_Görev 1:_
Aşağıdaki blog alıntısından "aslında duygusal duygusal" sözleriyle başlayıp "valla benden demesi." sözlerine kadar süren bölümü olduğu gibi tekrarlayın.
_Görev 2:_
Aşağıdaki blog alıntısını son cümlesinden itibaren devam ettirin.

Pazartesi, Nisan 26, 2010

taken for granted

"bir kez sustuğunda
susmasan çözüm değil"
..
konuşmaya başladığında
saçmalar durursun
tükeneceğin anda
susmak çözüm değil
..
yeni birisini ekledim tanıma
baş ağrısı olsun bunun adı da
ağrılarım kadar acı versem dünyaya
ben versem acıyı
onlar almasa
acıları olsa hali'hazır'da
onları tüketseler
çantada keklik deseler
keklik çantada olsa
baksalar bulamasalar
beni mumla arasalar
ben gitmiş olsam
baş ağrılarım kalsa
ben gitmesem..
..

Cumartesi, Nisan 17, 2010

i am addicted to whatsoever

ben de sevmedim bir şeyler yazmamamı, ama şu sıralar yazmak beni sevmediğim hallere sokuyor. rahatlatmak yerine itiraf etmeye zorluyor. itiraf ettikçe - kaçamadığımdan - yazdıklarıma gömülüyorum. gömüldükçe bir başka ben oluyorum, bana bir haller oluyor.
aslında duygusal duygusal (şu anki ruh halimle derdo derdo diye düzeltmek istiyorum müsadenizle) yazmaya başlamıştım yine yukarıdaki gibi. sonra durdum düşündüm, var bi terslik bende belli, gittim sigara içtim bi tane. hayat böyle olmuyo lan, bi gariplik var dedim. nölüyo? dedim. lan?! dedim sonra, bilen bilir. açtım, bulduğum bütün blogları okudum baştan sona. herkes bi kafalar yaşamış yazarken, bazıları bilincinde, bazıları ööle zırvalamış. bazıları çok baydı, bazılarına çok güldüm. bazısı gelmiş 35 yaşına, hala benim 18 yaşımda girdiğim triplerde. bırakın bi artık ya. valla. hiç gerek yok teyzem ya valla. ben yaşadım oradan biliyorum, bi geniş ol, bi rahatla. onları yaşıyosun yaşıyosun da bi bok olmuyo sonra. ööle yaşadığınla/hissettiğinle/düşündüklerinle/uydurduklarınla kalıveriyosun. kimse de sallamıyo bak ben biliyorum beni dinle şşt teyzeee. sana yazık valla benden demesi.
ben bugün bunu gördüm: piç olmak lazım şu hayatta. hayat senin piçin olmadan sen onun piçi olcaksın. koycaksın götüne her şeyin. hiç de sevmem ha piç insanları. bi tanesi gelsin şu an karşıma, yüzüne bile bakmam. sarkastik oluveririm hemen amaaaa da sevmesek bile öyle olmalı be. eğlenelim azıcık dimi?

_Verilen malzeme:_

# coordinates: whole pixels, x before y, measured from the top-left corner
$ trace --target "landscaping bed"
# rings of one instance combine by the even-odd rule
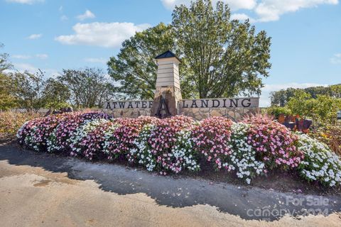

_Doğru yanıt 1:_
aslında duygusal duygusal (şu anki ruh halimle derdo derdo diye düzeltmek istiyorum müsadenizle) yazmaya başlamıştım yine yukarıdaki gibi. sonra durdum düşündüm, var bi terslik bende belli, gittim sigara içtim bi tane. hayat böyle olmuyo lan, bi gariplik var dedim. nölüyo? dedim. lan?! dedim sonra, bilen bilir. açtım, bulduğum bütün blogları okudum baştan sona. herkes bi kafalar yaşamış yazarken, bazıları bilincinde, bazıları ööle zırvalamış. bazıları çok baydı, bazılarına çok güldüm. bazısı gelmiş 35 yaşına, hala benim 18 yaşımda girdiğim triplerde. bırakın bi artık ya. valla. hiç gerek yok teyzem ya valla. ben yaşadım oradan biliyorum, bi geniş ol, bi rahatla. onları yaşıyosun yaşıyosun da bi bok olmuyo sonra. ööle yaşadığınla/hissettiğinle/düşündüklerinle/uydurduklarınla kalıveriyosun. kimse de sallamıyo bak ben biliyorum beni dinle şşt teyzeee. sana yazık valla benden demesi.

_Doğru yanıt 2:_
eğlence de neyse. neyse ne. eğlenirdim ben eskiden, o zaman kavramlarla sorunlarım vardı. şimdi yok diye mi kendimi bayıyorum aceba günden güne? kendime soru sormayı seviyorum. cevap verecek birisi mutlaka bulunuyor çünkü. ama her şeye açıklama yapma huyumu sevmiyorum (bkz: bir önceki cümle). kimse bana açıklama yapmıyor, ben niye yapıyorum ki?? piç olmak lazım piiiiç.
moreover, bide bunları okuyup da piç olmaya karar verirseniz size piç olma önerilerim olacak. mesla öğrendiğimiz politikıl teorileri hatırlayalım. sonra da kavramlarla ilgili geride kalmış olan sorunlarımızı tekrar günümüze taşıyıp 'piçlik' kavramının içini boşaltalım. şimdi o teorileri bir daha hatırlayalım ve piçlik kavramına uyarlayalım. piçlik boş bir levha olsun. ahahahahah ne sararım ben burdan şimdi. neyse okuyun okuyun, eğleniyoruz işte. şimdiii madem kavramın içini boşalttık, e kendimiz dolduralım bari yazık olmasın, boşuna boşaltmış olmayalım. işte bu noktada piç olmak isteyen herkes kendisine bir 'do/do not' listesi yapacak ve bu levhaya yazacak. şu hayatta yapmak istediklerinizi ve istemediklerinizi yazacağınız bir liste olacak bu. örnek veriyorum:
do: çapkın ol, sarkastik davran, bilmem kimi görünce hemen aşağıla, hep gül vs.
do not: ucuz yemek yeme, bilmem kime bağımlı olma,  aman elalemin ortasında ağlama, kimsenin nazını çekme vs.
(bu listeyi ingilizce hazırlayınca daha mantıklı oluyo ve göze daha hoş görünüyo, yapmıştık bi kere ordan biliyorum. ama ben şimdi örnek verdiğimden ve ingilizce düşünmeye üşendiğimden ecnebi dillerde yazmıyorum. yoksa 5 dil biliyorum ben, bilen bilir.)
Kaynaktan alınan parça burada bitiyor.